:: TEXT EXTRACT ::
# # # # #

Up a road lined with gum trees through Durbanville, we passed the first heights of the green bosomy veldt, the gentle Tygerberg Hills, covered with grapevines in orderly rows. They were the extensive plantings of D’Aria Vineyards, composed of two wine farms, Doordekraal and Springfield. The first vintage of this winery was a sauvignon blanc, produced and offered for sale in 2005.
This fact I found out in the next town, Malmesbury, where the bus stopped for half an hour and I was able to talk to one of the Boers in the seat opposite.
His name was Hansie, a miner, headed to Springbok, but he had come this way often, noting the settlement and expansion of Durbanville and the nearby farming towns. This vineyard was no more than ten years old.
“There was nothing here before, just veldt and some old farms,”
Hansie said. “Now’s it’s a working wine farm.”
He asked me where I was from. I told him.
“You could have stayed at D’Aria instead of the city — it takes guests as well. Nice and quiet.”
Over the past decade he had seen the towns here grow, settled by Capetonians looking for a serene life in the hills. The place we had stopped, Malmesbury, was an example, a market town in an old farming district, surrounded by wheat fields, on Hansie’s route to Springbok. This town, too, had grown.
“Lots of new people here,” he said. “Lots of new shops. It’s coming up. And, ach, only thirty kilometers from Cape Town.”
Thitty kilometers, he said, and added that we were in Swartland, so called because of the bleck soil.
I wanted to ask Hansie about Julius Malema but did not have the heart to speak the name of a man who was obviously his nemesis. South Africans are not unusual in being sensitive about reminders of their history, but their recent past was so full of ambiguities none could say what the future might hold for them.
“Catch you later,” he said, releasing me so that he could, as he said, “buy an ass cream cone.”
Remembering I had no food or drink with me, I went into a large supermarket just off the main road which loomed like a warehouse and was stacked with merchandise, toppling crates and irregular piles of canned goods in ripped-open cardboard boxes.
The owners were Chinese, and their English was almost nonexistent. All I wanted were some bottles of water, which I couldn’t find until the woman at the register, with helpful ducklike nods and nasal yips, guided me from where she stood behind the counter. She and the man piling cans were perhaps some of the new people. They were the first of many immigrants from the People’s Republic that I was to meet on this trip, and though most of them were doing business in remote and unpromising places, they seemed content, absorbed, unflappable, even grateful, their feet squarely on the ground.

# # # # #

:: AIM ::
In the bus trip passage, list every word used to describe how the immigrants from the People's Republic seemed. Rely only on the bus trip passage above, not on anything you already know.

# # # # #

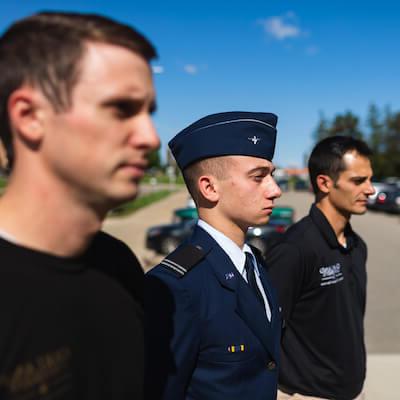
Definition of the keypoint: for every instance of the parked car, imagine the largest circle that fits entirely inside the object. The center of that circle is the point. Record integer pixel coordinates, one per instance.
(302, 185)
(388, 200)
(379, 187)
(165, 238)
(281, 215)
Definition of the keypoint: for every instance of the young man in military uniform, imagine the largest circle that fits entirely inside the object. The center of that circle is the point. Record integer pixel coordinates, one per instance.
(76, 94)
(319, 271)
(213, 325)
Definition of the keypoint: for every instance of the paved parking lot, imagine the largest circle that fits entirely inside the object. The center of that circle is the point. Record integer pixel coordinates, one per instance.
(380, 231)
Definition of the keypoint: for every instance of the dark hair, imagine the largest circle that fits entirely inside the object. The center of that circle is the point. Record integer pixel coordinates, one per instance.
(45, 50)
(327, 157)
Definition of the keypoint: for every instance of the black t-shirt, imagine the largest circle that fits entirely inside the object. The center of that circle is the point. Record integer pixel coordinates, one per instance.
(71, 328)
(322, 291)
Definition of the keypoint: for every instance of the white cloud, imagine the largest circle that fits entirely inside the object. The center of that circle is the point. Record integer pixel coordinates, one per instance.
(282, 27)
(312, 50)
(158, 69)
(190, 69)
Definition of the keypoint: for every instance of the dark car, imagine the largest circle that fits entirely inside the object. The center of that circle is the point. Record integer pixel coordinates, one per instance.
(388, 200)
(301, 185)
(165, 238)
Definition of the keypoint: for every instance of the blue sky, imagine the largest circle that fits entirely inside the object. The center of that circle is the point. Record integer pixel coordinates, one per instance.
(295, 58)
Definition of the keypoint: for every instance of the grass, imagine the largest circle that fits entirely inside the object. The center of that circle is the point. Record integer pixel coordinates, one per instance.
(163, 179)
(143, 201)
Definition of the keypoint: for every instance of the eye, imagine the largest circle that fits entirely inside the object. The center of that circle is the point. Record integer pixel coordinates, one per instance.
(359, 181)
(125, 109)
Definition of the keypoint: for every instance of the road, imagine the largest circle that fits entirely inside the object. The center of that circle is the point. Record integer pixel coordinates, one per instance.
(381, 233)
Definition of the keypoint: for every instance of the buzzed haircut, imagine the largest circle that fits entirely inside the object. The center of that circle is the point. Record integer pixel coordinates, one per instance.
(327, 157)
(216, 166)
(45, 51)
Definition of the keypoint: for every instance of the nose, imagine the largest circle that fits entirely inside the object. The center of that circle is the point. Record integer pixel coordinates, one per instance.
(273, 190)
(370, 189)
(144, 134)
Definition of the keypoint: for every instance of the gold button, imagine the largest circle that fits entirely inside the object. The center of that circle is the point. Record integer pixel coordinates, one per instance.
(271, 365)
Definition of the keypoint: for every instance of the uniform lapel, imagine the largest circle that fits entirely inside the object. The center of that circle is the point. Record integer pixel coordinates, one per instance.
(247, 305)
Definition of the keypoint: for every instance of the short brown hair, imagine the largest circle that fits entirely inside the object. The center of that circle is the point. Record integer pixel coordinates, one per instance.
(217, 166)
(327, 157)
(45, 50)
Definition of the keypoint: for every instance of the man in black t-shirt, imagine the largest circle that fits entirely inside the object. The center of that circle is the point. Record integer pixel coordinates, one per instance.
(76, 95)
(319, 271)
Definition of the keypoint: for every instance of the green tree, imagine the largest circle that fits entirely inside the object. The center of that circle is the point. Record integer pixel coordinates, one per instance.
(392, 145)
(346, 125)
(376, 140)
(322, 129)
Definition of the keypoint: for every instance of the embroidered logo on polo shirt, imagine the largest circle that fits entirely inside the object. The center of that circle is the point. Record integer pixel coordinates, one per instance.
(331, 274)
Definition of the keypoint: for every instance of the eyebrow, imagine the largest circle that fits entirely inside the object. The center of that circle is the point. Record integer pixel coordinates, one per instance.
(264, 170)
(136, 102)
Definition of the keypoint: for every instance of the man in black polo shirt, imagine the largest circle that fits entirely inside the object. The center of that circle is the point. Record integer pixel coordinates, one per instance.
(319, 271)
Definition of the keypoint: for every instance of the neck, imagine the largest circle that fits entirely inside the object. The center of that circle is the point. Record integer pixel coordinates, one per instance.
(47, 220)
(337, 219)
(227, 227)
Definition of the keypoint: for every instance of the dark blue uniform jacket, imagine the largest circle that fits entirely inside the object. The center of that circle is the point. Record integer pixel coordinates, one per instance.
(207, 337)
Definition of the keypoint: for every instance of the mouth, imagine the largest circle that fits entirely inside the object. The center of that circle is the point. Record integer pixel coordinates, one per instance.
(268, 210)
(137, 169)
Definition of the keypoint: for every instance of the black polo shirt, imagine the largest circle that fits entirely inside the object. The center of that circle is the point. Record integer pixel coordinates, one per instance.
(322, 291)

# # # # #

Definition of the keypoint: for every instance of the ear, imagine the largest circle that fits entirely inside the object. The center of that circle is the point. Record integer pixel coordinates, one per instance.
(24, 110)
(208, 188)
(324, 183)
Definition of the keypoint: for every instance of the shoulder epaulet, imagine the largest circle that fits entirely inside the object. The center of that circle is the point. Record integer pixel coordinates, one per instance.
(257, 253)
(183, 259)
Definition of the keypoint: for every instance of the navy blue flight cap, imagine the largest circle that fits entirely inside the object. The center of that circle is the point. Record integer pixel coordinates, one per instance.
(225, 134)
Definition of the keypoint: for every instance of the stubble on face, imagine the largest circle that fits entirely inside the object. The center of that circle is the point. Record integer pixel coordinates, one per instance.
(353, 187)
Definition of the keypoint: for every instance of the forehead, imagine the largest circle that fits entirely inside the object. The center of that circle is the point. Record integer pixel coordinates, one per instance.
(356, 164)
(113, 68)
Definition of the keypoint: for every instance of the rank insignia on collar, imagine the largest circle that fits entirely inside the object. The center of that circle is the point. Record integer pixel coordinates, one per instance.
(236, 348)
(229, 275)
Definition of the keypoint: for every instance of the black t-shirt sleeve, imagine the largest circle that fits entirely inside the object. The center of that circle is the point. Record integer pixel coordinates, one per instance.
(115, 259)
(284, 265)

# # # # #

:: SOLUTION ::
content, absorbed, unflappable, grateful